* **Source extract**:
==================================================

I was able to end the weekend with a great dinner party with friends to help distract me from all the drama. A table full of friends, food, and wine glasses make me so happy!

I’m looking forward to more dinner parties in the future and more opportunities to serve these golden bags! Have you ever had one before? I first had a golden bag in Cincinnati at a Thai restaurant I loved going to as a way to treat myself after a big studio deadline or critique. They were fried and soooo crispy, filled with meat and vegetables, and looked so cute tied up with a green onion bow. I’ve been want to make my own golden bags for years and this holiday season it finally happened! What’s a better present than a fried dumpling?

Pork and Shiitake Mushroom Filling

Just like all my dumpling fillings, the recipe is very adaptable. If you don’t eat pork, then you can sub with ground chicken, turkey, beef, or even lamb. Same thing with the mushrooms or any vegetable. But this combo of pork, shiitake mushrooms, and Chinese garlic chives just taste so so good and very classic.

I like to use dried shiitake mushrooms because they have a more intense and concentrated savory mushroom flavor. You need to soak them in hot water to rehydrate first. Start keeping dried shiitake mushrooms around, it’s one of my favorite pantry staples.

And a little note about the Chinese garlic chives, these are different than regular chives (like the ones on top of a baked potato). These garlic chives are actually a little less intense oniony flavor and lean more into the vegetable side of things than allium. I would not substitute with regular chives because the flavor would be too intense, instead use 3/4 cups green onions!

Wrapping Golden Bags

Assembling the golden bags is very similar to wrapping a holiday present. The wrapper paper is a spring roll wrapper and the bow is a green onion! I’m using 6” square spring roll wrappers here. They are considered medium sized, but if you can only find larger ones you can trim the size down and fry up the scraps for an extra snack!

Wrapping the golden bags is quite simple. Place a heaping tablespoon of filling in the center and gather the corners/edges of the wrapper up and twist around the filling. This creates a cute little bundle and all you do is tie a green onion around the twist to secure it. Try to select green onions that are on the thinner side and they should be tender enough that they don’t break or crack when you tie them.

Now you have adorable bundles of pork and mushrooms ready for the fryer! They fry up in about 2 to 3 minutes and ready to gift to hungry friends immediately!

Pork and Mushroom Golden Bags

Makes about 15 

8 dried shiitake mushrooms

8 oz ground pork

1 cup chopped chinese garlic chives (sub with 3/4 cup green onions, do not use regular chives)

==================================================

* **Material provided**:
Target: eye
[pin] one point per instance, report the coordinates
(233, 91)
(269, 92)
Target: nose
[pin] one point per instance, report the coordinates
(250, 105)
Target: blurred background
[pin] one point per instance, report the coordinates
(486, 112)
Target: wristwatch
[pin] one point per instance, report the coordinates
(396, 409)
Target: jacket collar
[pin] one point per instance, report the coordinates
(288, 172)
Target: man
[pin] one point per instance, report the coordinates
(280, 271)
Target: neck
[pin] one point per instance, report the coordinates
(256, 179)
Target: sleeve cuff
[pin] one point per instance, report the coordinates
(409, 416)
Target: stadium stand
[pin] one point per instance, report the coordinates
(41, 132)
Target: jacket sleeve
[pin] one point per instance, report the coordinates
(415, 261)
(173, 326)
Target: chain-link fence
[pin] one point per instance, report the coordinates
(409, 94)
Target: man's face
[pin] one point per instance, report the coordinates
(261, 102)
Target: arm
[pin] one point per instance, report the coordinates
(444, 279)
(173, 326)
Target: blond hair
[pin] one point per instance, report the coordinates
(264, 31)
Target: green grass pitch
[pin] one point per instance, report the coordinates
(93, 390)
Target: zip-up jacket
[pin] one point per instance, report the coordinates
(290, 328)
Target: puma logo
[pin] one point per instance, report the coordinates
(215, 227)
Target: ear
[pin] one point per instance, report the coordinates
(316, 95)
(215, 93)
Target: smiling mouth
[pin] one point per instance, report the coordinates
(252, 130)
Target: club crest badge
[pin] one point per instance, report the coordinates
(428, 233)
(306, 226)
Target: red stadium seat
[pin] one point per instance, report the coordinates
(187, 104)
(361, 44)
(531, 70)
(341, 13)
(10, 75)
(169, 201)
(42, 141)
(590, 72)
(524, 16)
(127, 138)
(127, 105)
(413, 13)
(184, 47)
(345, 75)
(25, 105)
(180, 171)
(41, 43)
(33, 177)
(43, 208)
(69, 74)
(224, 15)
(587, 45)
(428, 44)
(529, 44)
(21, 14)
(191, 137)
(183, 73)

==================================================

* **Work to complete**:
• A. Rename "adaptable" to "flexible" in the golden bags recipe, writing it out again from the words "Pork and Shiitake" and stopping after "and very classic.".
• B. Write what comes next in the golden bags recipe, picking up after its final line.

* **The results**:
• A.
Pork and Shiitake Mushroom Filling

Just like all my dumpling fillings, the recipe is very flexible. If you don’t eat pork, then you can sub with ground chicken, turkey, beef, or even lamb. Same thing with the mushrooms or any vegetable. But this combo of pork, shiitake mushrooms, and Chinese garlic chives just taste so so good and very classic.

• B.
2 tbsp oyster sauce

1/4 tsp white pepper

1/2 tsp salt

1 tsp sesame oil

15 medium (6” squares) spring roll wrappers

  • if you can only find larger ones, you can trim them down into 6” squares with a knife and fry the scraps for an extra snack!

15 4” long green onion stems, for wrapping

  • they should be thin, tender, and flexible

Neutral oil for frying

  1. Soak dried shiitake mushrooms in boiling hot water until hydrated and tender, 45 to 60 minutes. Set a heavy plate or bowl over the mushrooms to help keep them submerged. Once hydrated, drain the water and pat the mushrooms dry. Trim off the stems and discard. Chop the caps into a small diced and transfer to a medium mixing bowl.

  2. Into the medium mixing bowl, add the pork, garlic chives, oyster sauce, white pepper, salt, and sesame oil. Mix until well combined. Filling is ready to assemble golden bags immediately, or you can chill in the fridge up to 2 days before assembling.

  3. Place a heaping tablespoon (about 1 1/2 tbsp) of the filling in the center of the spring roll wrapper. Gather the corners up and twist around the filling to form a small bundle. Tie a green onion stem around the twist of the bundle to secure. Place the formed golden bag on a plate or tray and repeat with remaining golden bags.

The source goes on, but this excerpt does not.